## The task
Please set down, exactly, the line with "of the colorful" and all lines that follow it through the end of the records below.

## Extracted entries

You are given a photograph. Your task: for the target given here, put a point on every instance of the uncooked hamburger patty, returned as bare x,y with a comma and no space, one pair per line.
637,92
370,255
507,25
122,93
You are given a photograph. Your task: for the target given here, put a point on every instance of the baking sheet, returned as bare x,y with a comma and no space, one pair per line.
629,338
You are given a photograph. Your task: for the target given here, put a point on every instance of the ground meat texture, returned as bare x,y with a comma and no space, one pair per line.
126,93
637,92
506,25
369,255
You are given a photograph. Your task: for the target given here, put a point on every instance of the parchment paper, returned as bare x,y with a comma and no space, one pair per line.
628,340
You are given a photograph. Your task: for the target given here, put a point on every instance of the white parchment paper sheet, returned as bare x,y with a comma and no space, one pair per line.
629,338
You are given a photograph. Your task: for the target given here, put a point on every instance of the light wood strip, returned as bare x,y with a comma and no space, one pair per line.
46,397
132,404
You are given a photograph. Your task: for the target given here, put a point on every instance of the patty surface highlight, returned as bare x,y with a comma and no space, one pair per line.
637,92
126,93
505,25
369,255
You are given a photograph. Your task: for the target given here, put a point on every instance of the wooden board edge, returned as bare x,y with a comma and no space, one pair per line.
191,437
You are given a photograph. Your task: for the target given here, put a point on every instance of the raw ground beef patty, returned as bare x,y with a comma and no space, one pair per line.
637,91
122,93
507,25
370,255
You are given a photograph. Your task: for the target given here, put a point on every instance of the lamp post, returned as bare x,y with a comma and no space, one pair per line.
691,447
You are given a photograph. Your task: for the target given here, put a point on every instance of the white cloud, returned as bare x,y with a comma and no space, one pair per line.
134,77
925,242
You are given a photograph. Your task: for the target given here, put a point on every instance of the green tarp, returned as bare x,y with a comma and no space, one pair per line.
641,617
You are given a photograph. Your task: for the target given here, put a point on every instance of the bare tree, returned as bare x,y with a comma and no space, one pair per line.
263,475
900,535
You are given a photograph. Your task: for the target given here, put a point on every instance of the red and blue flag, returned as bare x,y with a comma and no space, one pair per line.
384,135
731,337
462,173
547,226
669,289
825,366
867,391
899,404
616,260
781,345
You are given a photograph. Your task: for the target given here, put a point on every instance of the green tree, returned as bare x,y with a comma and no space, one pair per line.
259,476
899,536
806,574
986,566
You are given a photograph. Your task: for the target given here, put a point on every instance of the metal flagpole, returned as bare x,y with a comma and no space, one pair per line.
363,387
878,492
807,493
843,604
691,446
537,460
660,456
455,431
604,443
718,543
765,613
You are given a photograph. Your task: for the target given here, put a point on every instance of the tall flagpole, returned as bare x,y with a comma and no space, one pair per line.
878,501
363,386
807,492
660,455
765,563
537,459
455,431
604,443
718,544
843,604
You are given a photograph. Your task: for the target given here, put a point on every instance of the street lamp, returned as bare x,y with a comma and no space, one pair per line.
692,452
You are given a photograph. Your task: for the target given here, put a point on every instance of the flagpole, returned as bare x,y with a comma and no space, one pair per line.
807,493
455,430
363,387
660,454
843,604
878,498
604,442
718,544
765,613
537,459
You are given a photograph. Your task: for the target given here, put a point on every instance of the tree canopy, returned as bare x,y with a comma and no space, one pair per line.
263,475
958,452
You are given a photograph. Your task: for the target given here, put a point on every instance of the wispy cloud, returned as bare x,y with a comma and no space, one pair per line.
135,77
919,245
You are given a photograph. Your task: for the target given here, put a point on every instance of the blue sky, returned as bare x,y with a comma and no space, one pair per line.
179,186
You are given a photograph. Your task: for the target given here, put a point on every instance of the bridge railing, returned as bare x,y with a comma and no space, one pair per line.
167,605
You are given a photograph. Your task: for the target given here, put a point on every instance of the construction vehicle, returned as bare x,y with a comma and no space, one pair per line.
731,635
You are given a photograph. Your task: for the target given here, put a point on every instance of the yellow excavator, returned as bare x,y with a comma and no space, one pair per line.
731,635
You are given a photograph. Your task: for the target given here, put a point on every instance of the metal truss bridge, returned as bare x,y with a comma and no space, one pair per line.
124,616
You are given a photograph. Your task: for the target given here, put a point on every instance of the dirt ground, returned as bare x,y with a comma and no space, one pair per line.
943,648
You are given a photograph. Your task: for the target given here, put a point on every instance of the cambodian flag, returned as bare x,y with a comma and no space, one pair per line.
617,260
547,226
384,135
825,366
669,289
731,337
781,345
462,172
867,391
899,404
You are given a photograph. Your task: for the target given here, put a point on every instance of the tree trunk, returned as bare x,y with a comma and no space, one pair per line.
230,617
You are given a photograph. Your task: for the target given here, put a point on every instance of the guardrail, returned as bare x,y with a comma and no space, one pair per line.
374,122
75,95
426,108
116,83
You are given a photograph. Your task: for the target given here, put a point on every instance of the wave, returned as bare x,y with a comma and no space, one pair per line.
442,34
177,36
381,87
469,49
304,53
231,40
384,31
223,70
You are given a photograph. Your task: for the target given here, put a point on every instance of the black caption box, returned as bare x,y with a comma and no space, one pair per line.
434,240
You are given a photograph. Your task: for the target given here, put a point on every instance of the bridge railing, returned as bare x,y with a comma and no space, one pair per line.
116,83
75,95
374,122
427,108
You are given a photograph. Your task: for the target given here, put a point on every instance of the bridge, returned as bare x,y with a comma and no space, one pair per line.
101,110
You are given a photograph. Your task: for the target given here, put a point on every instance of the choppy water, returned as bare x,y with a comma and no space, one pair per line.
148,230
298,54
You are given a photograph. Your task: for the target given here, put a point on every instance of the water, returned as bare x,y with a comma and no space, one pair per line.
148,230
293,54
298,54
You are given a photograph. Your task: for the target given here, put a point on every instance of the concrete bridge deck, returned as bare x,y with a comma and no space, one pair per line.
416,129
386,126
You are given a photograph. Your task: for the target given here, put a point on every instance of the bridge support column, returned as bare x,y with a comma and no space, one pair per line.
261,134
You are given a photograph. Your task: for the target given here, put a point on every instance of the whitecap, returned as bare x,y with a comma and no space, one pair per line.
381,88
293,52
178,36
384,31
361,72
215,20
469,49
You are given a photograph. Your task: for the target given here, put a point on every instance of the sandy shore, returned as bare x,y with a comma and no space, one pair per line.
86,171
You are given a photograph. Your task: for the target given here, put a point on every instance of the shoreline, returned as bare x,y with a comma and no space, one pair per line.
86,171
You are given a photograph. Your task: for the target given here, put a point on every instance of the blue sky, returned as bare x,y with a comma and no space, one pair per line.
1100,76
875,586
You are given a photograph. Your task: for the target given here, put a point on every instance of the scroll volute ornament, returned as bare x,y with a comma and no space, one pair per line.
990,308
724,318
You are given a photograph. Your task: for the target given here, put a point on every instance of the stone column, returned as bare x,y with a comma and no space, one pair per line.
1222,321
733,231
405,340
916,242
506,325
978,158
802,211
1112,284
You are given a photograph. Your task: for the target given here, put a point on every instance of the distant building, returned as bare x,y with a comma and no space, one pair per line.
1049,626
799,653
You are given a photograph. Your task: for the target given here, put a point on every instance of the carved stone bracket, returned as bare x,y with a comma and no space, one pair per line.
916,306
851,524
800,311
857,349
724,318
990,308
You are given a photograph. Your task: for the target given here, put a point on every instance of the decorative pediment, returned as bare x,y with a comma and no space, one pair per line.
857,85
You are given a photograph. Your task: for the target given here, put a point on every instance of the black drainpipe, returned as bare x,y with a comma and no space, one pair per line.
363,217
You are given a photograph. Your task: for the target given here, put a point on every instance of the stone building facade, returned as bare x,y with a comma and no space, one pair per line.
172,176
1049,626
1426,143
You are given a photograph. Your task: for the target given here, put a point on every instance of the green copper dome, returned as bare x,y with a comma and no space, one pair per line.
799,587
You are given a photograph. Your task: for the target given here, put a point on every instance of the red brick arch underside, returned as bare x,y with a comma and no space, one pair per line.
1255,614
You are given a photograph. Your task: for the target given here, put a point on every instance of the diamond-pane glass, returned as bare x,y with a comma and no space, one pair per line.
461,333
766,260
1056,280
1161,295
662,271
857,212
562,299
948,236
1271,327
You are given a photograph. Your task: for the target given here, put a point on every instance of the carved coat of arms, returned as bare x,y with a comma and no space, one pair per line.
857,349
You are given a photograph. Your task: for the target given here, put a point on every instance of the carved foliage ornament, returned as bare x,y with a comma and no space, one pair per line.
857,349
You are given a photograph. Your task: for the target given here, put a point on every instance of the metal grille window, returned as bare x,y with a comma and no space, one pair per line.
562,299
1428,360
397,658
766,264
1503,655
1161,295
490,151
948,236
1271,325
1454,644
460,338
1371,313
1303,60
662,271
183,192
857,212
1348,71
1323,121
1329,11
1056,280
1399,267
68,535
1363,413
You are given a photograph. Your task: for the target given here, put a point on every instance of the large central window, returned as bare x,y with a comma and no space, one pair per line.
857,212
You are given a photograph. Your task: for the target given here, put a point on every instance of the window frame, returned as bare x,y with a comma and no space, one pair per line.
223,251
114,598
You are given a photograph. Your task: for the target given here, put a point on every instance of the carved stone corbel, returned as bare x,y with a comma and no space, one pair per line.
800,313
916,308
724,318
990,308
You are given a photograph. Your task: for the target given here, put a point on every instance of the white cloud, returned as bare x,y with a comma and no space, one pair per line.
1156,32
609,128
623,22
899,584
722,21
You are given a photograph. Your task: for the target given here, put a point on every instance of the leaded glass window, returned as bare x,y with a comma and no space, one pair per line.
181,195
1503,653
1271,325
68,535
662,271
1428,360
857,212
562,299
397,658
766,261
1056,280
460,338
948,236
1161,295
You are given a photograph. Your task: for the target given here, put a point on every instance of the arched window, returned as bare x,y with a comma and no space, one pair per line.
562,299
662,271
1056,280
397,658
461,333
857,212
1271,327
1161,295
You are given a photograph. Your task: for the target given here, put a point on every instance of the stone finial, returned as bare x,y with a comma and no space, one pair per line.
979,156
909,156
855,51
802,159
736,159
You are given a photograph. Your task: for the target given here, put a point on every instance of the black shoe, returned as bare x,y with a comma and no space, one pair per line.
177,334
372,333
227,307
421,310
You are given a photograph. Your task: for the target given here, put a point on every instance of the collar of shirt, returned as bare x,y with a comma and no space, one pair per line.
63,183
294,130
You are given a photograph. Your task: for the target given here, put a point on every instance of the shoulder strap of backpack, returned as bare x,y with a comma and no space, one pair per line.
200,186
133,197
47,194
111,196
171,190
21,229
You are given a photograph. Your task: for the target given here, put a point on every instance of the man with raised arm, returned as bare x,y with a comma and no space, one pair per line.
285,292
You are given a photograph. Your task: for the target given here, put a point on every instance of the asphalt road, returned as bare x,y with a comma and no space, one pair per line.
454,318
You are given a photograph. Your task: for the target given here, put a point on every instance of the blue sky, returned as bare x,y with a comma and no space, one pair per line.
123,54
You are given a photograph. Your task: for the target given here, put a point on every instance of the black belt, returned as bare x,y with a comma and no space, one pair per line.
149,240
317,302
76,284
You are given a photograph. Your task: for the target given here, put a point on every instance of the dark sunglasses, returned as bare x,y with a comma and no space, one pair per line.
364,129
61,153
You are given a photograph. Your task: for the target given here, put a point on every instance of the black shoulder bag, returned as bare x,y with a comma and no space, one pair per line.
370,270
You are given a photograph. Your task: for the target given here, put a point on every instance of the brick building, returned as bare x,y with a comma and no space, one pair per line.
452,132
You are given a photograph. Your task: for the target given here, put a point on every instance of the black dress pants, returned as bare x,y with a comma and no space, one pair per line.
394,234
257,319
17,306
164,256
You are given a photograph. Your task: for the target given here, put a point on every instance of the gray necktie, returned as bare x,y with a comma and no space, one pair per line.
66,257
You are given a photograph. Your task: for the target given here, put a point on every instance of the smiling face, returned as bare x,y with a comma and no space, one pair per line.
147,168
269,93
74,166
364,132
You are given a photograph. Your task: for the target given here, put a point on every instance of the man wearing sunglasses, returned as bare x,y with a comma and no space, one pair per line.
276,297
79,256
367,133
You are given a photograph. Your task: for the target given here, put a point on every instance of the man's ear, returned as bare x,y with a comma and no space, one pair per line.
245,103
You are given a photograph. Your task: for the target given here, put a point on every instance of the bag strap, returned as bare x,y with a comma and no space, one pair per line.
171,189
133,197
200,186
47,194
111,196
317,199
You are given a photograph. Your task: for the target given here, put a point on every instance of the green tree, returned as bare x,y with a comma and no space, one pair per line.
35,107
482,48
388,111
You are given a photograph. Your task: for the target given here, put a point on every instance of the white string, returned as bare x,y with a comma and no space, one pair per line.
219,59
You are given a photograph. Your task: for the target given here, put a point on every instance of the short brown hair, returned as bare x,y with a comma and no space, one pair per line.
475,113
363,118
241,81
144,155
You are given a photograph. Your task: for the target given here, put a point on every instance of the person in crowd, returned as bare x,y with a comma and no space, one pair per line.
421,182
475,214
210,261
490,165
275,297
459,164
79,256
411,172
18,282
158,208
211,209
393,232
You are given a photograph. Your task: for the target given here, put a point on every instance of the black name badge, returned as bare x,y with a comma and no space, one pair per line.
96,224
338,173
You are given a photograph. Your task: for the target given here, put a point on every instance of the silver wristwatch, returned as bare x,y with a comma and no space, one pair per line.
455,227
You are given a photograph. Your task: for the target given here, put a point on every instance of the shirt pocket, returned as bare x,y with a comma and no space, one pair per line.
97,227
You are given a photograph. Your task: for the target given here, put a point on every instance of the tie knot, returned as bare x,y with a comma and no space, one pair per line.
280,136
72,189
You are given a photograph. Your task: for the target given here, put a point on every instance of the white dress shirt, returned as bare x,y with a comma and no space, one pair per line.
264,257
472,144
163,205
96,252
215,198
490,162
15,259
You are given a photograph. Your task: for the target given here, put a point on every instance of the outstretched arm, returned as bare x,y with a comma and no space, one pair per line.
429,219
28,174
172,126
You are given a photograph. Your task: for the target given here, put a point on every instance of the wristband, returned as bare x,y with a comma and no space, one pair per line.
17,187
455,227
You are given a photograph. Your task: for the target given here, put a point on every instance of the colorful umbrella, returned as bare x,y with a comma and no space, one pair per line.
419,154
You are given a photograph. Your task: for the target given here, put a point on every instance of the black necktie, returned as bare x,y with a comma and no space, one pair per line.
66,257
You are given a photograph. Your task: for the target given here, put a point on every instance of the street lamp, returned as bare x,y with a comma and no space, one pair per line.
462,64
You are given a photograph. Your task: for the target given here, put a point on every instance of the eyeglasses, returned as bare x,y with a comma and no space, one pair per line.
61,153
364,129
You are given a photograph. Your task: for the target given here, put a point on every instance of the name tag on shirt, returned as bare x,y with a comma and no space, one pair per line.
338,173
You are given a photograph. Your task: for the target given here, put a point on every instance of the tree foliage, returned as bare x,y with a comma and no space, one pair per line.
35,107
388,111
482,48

## Written response
You are given a photograph. Your task: for the target given here, put a point on every instance of the colorful umbrella, returned as bare x,y with a comma and no space, one pair per line.
419,154
You are given a photograph. Your task: for the target given here, put a point on every instance of the black necktie, returned as bare x,y with a comma and no space, one pair per line.
66,257
You are given a photograph. Your task: for the target given here, put a point on every instance of the street lamp, returned as bare x,y with a comma and no space, one pair per line.
462,64
You are given a photograph. Your task: for the target given here, put a point on every instance of the eyeglasses, returned as bare x,y with a comma and no space, one pair per line.
61,153
364,129
You are given a photograph. Your task: for the target given here, put a point on every instance of the name tag on shirt, returned as bare x,y with a comma and no space, one pair per line.
338,173
You are given a photograph. Your task: for the target given here, put a point on every instance of the tree foliage, returned as bare x,y with a comma and no space, one pair per line.
35,107
388,111
482,48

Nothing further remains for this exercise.